Extract all of the entries and give them again, word for word.

● Records shown
_____
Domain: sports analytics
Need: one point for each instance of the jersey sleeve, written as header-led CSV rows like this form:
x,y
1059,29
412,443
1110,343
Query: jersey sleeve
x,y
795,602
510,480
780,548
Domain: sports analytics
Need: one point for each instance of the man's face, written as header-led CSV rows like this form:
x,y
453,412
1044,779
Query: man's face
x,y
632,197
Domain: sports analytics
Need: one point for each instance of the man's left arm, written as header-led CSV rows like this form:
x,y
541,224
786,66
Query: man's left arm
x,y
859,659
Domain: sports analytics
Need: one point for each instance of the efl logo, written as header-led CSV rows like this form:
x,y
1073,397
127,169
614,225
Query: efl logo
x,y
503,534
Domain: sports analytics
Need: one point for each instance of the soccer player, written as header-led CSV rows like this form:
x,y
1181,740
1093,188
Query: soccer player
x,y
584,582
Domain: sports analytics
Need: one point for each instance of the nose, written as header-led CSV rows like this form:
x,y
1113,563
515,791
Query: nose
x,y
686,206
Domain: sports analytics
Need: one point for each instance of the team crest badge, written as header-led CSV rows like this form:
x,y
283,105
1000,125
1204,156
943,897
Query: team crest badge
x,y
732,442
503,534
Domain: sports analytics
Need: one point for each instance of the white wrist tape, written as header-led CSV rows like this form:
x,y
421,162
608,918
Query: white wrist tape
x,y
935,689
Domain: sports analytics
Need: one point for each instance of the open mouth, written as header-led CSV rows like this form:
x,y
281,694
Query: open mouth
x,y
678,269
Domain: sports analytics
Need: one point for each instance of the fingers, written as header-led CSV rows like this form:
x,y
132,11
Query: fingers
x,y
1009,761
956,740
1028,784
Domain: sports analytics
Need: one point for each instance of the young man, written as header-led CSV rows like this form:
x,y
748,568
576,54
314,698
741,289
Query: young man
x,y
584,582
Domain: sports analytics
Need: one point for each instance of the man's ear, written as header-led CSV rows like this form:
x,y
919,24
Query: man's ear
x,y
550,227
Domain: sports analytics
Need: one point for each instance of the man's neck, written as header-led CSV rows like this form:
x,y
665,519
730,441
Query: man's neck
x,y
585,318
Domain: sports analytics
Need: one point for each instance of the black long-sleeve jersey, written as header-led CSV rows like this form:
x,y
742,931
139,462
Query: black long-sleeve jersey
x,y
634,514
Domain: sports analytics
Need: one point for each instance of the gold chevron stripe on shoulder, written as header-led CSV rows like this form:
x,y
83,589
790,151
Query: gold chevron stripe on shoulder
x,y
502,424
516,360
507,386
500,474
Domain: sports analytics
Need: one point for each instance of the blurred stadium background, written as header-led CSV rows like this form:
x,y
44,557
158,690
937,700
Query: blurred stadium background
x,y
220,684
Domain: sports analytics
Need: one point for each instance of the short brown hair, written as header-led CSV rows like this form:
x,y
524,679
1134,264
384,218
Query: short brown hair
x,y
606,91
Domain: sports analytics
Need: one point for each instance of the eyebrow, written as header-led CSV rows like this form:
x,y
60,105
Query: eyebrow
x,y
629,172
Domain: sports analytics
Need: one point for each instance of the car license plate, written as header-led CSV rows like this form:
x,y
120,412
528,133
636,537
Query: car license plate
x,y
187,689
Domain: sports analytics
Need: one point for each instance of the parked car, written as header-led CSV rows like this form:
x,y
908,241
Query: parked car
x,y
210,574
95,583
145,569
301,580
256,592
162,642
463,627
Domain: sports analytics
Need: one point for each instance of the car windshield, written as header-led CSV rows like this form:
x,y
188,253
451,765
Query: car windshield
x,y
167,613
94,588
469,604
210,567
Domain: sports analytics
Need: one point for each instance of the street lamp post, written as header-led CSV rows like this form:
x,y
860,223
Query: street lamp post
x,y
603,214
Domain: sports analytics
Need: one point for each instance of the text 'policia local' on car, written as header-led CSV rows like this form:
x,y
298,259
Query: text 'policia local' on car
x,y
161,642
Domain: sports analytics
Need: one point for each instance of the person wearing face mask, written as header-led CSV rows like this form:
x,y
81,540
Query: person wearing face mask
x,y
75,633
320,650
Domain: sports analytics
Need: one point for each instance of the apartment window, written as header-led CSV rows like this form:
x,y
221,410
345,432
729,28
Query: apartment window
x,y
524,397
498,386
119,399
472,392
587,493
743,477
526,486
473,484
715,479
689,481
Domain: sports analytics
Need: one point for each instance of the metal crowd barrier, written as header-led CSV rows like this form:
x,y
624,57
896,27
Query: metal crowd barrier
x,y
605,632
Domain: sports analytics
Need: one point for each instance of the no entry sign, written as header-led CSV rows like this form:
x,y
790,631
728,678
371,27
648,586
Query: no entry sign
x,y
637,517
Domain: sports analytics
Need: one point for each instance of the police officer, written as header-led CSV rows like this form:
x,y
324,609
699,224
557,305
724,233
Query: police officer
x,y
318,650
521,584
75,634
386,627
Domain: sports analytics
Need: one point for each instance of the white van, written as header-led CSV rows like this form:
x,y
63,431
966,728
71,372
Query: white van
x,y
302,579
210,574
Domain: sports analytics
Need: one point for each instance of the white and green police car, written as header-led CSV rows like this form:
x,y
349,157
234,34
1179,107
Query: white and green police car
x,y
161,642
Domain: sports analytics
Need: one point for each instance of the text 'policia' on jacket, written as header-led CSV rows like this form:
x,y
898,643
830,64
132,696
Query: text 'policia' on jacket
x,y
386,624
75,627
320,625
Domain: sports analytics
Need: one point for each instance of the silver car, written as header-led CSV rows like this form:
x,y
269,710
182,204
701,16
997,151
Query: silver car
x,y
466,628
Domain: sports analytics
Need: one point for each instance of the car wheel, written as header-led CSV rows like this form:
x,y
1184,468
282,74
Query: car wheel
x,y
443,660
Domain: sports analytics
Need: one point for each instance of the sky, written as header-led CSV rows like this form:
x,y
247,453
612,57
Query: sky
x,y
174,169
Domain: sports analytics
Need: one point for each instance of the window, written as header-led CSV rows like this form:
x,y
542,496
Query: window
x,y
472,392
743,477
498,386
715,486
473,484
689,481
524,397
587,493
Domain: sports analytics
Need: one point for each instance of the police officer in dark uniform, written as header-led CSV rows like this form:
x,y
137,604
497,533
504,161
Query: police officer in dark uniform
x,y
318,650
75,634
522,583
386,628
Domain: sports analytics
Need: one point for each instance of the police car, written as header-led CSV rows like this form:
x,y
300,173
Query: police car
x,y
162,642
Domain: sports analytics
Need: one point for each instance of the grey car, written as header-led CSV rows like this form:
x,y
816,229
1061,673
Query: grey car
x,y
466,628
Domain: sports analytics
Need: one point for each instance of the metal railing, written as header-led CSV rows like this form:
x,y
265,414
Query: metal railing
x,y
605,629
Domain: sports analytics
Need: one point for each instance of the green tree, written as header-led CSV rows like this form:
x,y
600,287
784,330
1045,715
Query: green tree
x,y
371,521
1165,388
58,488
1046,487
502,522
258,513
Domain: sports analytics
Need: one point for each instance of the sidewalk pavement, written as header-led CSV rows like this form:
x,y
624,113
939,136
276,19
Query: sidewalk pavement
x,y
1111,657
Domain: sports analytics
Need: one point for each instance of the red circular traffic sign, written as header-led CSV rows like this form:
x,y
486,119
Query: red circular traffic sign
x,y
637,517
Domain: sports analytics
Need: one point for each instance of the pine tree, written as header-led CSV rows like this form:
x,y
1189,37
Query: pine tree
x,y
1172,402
_____
● Expected answer
Domain: sports analytics
Need: one point for each instance of the jersey sleeve, written as header-led CSV rows like this form:
x,y
1059,29
412,443
1110,343
Query: jersey sleeve
x,y
795,602
510,480
780,548
Domain: sports analytics
Need: one point for each instance of the man's face, written as header-led CSV rows like this form:
x,y
453,412
1044,779
Query: man's face
x,y
632,197
Domain: sports analytics
Need: one point for each instance of the man's left arm, written as header-led CSV rows like this form:
x,y
541,224
786,66
Query: man's left arm
x,y
859,659
Domain: sports analytics
Need: one point for each instance of the efl logo, written as header-led CSV rows like this form:
x,y
1073,397
127,169
614,225
Query: efl logo
x,y
503,534
Domain: sports analytics
Need: one point for each instance of the soccer player, written as header-led CSV rows like this form:
x,y
1181,740
1093,188
Query: soccer player
x,y
584,582
Domain: sports analytics
Need: one point for each instance of the nose, written as header-led CSV rows like this form:
x,y
1113,563
515,791
Query: nose
x,y
686,206
Domain: sports analytics
Need: one point for each instance of the team crest badge, written as header-led CSV rows like this form:
x,y
283,105
1000,125
1204,156
943,897
Query: team crest badge
x,y
732,442
503,534
Domain: sports analytics
Need: one point for each instance of the white wrist tape, written as header-led CSV rows like this form:
x,y
421,162
608,918
Query: white wrist tape
x,y
935,689
Domain: sports analytics
Need: one point for each instance of the open mouth, written as header-led CSV rows like this form:
x,y
281,694
Query: open mouth
x,y
678,269
Domain: sports analytics
Need: one point for each instance of the fingers, written as header-led CSV rows like this form:
x,y
132,11
Query: fingers
x,y
1009,761
956,740
1028,784
Domain: sports analytics
Need: one point for each instance of the young man, written as header-led CSV rows like this form:
x,y
748,568
576,54
314,698
741,289
Query: young man
x,y
584,582
Domain: sports analytics
Need: one point for each instance of the man's ear, written as header-led CSV rows like this form:
x,y
919,24
Query: man's ear
x,y
550,227
Domain: sports analytics
Need: one point for each instance of the man's neck, written as header-led CSV rows like this form:
x,y
665,519
730,441
Query: man's neck
x,y
585,318
Domain: sports analytics
Need: one point for each instance of the black long-sleeve jersey, written as header-led CSV rows like this form:
x,y
742,931
139,462
Query: black long-sleeve jersey
x,y
634,514
Domain: sports analytics
Need: one point for each instance of the gold chevron stripe on shoulder, written as header-led CSV rows like this form:
x,y
83,589
790,151
Query: gold chevron stripe on shoulder
x,y
502,424
516,360
507,386
500,474
Domain: sports analytics
Need: one point for each instance of the blurred stadium background, written as header-led CSV rows like this form:
x,y
44,557
158,690
937,700
Query: blurred stadium background
x,y
220,684
Domain: sports analytics
Need: one point for each instance of the short brown hair, written as header-led CSV rows like this form:
x,y
524,679
1134,264
384,218
Query: short brown hair
x,y
606,91
Domain: sports analytics
Need: one point for each instance of the eyebrow, written as header-led CSV rows like this form:
x,y
60,105
Query: eyebrow
x,y
629,172
Domain: sports analytics
Need: one point for each instance of the car license plate, written as header-led CSV rows like this form:
x,y
120,412
528,133
636,537
Query: car license plate
x,y
187,689
Domain: sports analytics
Need: one point for each instance of the parked car, written as header-led CSV rows like this form:
x,y
908,241
Query: parked car
x,y
210,574
95,583
145,569
301,580
256,592
162,642
463,627
Domain: sports analytics
Need: one point for each instance of the car windshield, written as header-led CSV rows like this form:
x,y
188,253
451,765
Query: car windshield
x,y
167,613
94,588
469,604
210,567
Domain: sports analytics
Need: one point for each instance of the street lamp post, written as header-led CSV rows like this form:
x,y
860,223
Query: street lamp post
x,y
603,214
Domain: sports analytics
Need: one point for each instance of the text 'policia local' on car, written as header-led CSV rows like this form:
x,y
298,259
Query: text 'policia local' on car
x,y
161,642
Domain: sports analytics
Need: one point for each instance of the person wearing face mask, written as header-led CSV rows like this form:
x,y
81,540
Query: person wearing face mask
x,y
75,633
320,650
Domain: sports analytics
Need: one point for each instance of the apartment window, written as header-led CSV rows like this form:
x,y
221,410
345,432
729,28
Query: apartment window
x,y
524,397
498,386
119,399
472,392
587,493
743,477
526,486
473,484
715,479
689,481
Domain: sports analytics
Need: one point for each instance of the metal crowd barrier, written as header-led CSV rows like this form:
x,y
624,57
896,27
Query: metal crowd barrier
x,y
605,632
Domain: sports analytics
Need: one point for each instance of the no entry sign, written as header-led CSV rows like this form:
x,y
790,631
728,678
371,27
648,586
Query: no entry sign
x,y
637,517
Domain: sports analytics
Need: one point for each instance of the police officer, written as header-led CSV rows like this form:
x,y
324,609
699,224
557,305
724,233
Query: police officer
x,y
318,650
521,584
75,634
386,627
Domain: sports analytics
Need: one point for each instance of the white van, written as header-led CSV rows like this form:
x,y
63,431
966,728
71,372
Query: white van
x,y
302,579
210,574
Domain: sports analytics
Need: one point for each instance of the white and green police car, written as header-led CSV rows like this form:
x,y
349,157
234,34
1179,107
Query: white and green police car
x,y
161,642
Domain: sports analytics
Need: one point for each instance of the text 'policia' on jacket, written as header-led CSV rows like this form:
x,y
898,643
830,64
132,696
Query: text 'policia' on jacket
x,y
386,624
75,627
320,625
Domain: sports analytics
Need: one point for each instance of the silver car, written as header-led CSV rows like this form:
x,y
269,710
182,204
701,16
997,151
Query: silver car
x,y
466,628
Domain: sports analytics
Need: one point for each instance of the car wheel, written as header-led CSV rows like this form:
x,y
1184,468
282,74
Query: car wheel
x,y
443,660
Domain: sports analytics
Need: one point for each instance of the sky, written as header-led CSV rows like this form:
x,y
247,453
612,57
Query: sky
x,y
174,169
Domain: sports analytics
Need: one point for each instance of the window, written as header-led CSV rows like this form:
x,y
542,496
Query: window
x,y
472,392
743,477
498,386
715,486
473,484
689,481
524,397
587,493
Domain: sports analytics
Need: one point for each instance of the police officer in dark uniform, written as header-led CSV rows like this form:
x,y
137,604
497,533
504,161
Query: police officer in dark uniform
x,y
318,650
75,634
522,583
386,628
Domain: sports analytics
Need: one point for each instance of the police car, written as header-led CSV rows like this form:
x,y
300,173
Query: police car
x,y
162,642
Domain: sports analytics
Need: one point for each instance of the grey car, written as header-led CSV rows like this form:
x,y
816,229
1061,673
Query: grey car
x,y
466,628
Domain: sports analytics
Need: one point for each instance of the metal railing, written as header-led CSV rows like this form:
x,y
265,414
Query: metal railing
x,y
605,629
Domain: sports analytics
Need: one point for each instance of the green tree, written as header-led CSV rows like this form:
x,y
600,287
784,330
1045,715
Query: green tree
x,y
371,521
1165,388
58,488
1046,487
502,522
258,513
Domain: sports analytics
Need: one point for each instance of the sidewalk pavement, written as header-led CSV rows like this form:
x,y
624,113
939,136
276,19
Query: sidewalk pavement
x,y
1111,657
Domain: sports analytics
Need: one point for each instance of the red circular traffic sign, written as header-led CSV rows like this form:
x,y
486,119
Query: red circular traffic sign
x,y
637,517
Domain: sports analytics
Need: one point for each instance of the pine tree, written as header-led CSV rows like this form:
x,y
1189,37
Query: pine tree
x,y
1172,402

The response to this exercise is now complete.